• _Information given_:
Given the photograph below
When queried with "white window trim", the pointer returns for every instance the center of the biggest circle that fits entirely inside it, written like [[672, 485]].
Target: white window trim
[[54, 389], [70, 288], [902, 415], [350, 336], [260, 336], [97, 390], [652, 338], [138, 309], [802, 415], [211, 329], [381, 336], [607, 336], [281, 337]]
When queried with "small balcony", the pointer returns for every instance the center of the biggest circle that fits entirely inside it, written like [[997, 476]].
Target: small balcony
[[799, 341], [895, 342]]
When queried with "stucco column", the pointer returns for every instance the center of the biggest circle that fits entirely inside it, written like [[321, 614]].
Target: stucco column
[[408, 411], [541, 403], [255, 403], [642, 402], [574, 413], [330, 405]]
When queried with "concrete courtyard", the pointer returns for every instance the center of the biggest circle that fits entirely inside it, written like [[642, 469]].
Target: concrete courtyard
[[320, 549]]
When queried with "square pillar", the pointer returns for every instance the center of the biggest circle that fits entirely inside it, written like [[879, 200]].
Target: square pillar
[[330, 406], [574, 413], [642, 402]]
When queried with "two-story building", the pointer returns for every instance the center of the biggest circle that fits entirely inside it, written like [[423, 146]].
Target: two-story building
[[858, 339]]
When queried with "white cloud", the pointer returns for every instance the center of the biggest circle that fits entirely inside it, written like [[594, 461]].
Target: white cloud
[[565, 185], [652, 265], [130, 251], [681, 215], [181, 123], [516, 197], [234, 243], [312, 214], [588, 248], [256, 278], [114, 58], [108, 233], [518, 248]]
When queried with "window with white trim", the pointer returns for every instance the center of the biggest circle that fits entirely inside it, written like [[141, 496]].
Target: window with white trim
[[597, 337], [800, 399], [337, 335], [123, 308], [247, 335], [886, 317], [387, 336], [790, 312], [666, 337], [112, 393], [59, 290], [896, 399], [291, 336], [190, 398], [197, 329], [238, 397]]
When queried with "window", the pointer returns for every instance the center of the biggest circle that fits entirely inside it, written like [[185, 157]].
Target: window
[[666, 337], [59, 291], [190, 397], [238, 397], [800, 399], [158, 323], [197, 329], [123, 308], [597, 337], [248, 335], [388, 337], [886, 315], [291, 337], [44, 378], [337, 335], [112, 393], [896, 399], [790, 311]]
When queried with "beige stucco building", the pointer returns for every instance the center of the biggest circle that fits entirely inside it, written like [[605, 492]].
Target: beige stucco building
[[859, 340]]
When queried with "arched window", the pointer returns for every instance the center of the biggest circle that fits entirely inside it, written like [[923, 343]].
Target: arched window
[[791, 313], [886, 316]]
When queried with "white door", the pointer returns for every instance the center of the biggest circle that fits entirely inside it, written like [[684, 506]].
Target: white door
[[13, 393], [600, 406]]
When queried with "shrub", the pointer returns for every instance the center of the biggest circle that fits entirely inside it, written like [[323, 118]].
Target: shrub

• _Task directions_: Every line of the listing above should be copied word for word.

• _Your solution_:
Given the photograph below
When queried with "white window trim", the pointer returns for every instance the center of the biggest circle that fits entirely inside it, written like [[672, 485]].
Target: white window trim
[[54, 389], [70, 288], [902, 415], [350, 336], [260, 336], [97, 390], [652, 338], [138, 309], [802, 415], [211, 329], [381, 336], [607, 336], [281, 337]]
When queried with "small balcony", the pointer returns for every instance the center of the biggest circle that fits entirely inside it, written like [[997, 476]].
Target: small balcony
[[799, 341], [895, 342]]
When queried with "stucco column", the pointer returns for every instance the center of the biggest circle that fits entirely inside it, written like [[321, 614]].
Target: stucco column
[[408, 411], [541, 403], [255, 403], [642, 402], [574, 413], [330, 405]]
When queried with "concrete courtyard", the pointer returns for every instance the center of the biggest circle that fits entirely inside it, written like [[642, 469]].
Target: concrete courtyard
[[320, 549]]
When queried with "square pillar", the pointer returns for every instance the center of the biggest circle that fits entirely inside it, written like [[879, 200]].
Target: square pillar
[[330, 406], [574, 413], [642, 402]]
When queried with "two-story building", the pointer returns for every instance the center of the biggest circle that fits entirely inside it, written like [[423, 146]].
Target: two-story building
[[858, 339]]
When queried with "white cloud", the pointer returns for every instance the center of the biggest circle that fits entirely inside it, written like [[594, 461]].
Target: white cloud
[[565, 185], [652, 265], [130, 251], [681, 215], [181, 123], [516, 197], [234, 243], [312, 214], [588, 248], [256, 278], [114, 58], [108, 233], [518, 248]]
When queried with "window with white trim", the pointer returns for every instance the center of the biggest circle that fits entirely inside it, written like [[141, 496]].
Target: window with white trim
[[597, 337], [800, 399], [337, 335], [123, 308], [247, 335], [886, 317], [387, 336], [790, 312], [666, 337], [112, 393], [59, 290], [896, 399], [291, 336], [190, 398], [197, 329], [238, 397]]
When queried with "window", the pointer returns for every instance the center of the biggest circle that fits entirely inside it, written like [[185, 157]].
Target: window
[[666, 337], [59, 291], [190, 397], [238, 397], [800, 399], [158, 323], [197, 329], [123, 308], [597, 337], [248, 335], [388, 337], [886, 315], [291, 337], [44, 378], [337, 335], [112, 393], [896, 399], [790, 311]]
When queried with "beige stucco building", the pointer returns for every instance the center of the biggest circle that fits entirely inside it, written like [[605, 492]].
Target: beige stucco building
[[859, 340]]
When queried with "arched window", the pointer returns for every instance the center of the biggest circle that fits entirely inside it, written like [[923, 343]].
Target: arched window
[[791, 313], [886, 316]]
When queried with "white door", the pointer returns for every instance the center of the biggest circle that fits entirely inside it, written like [[684, 506]].
Target: white door
[[13, 393], [600, 406]]
When queried with "shrub", the pointer returns for every instance the center of the biggest circle that fits entirely inside it, written like [[323, 118]].
Target: shrub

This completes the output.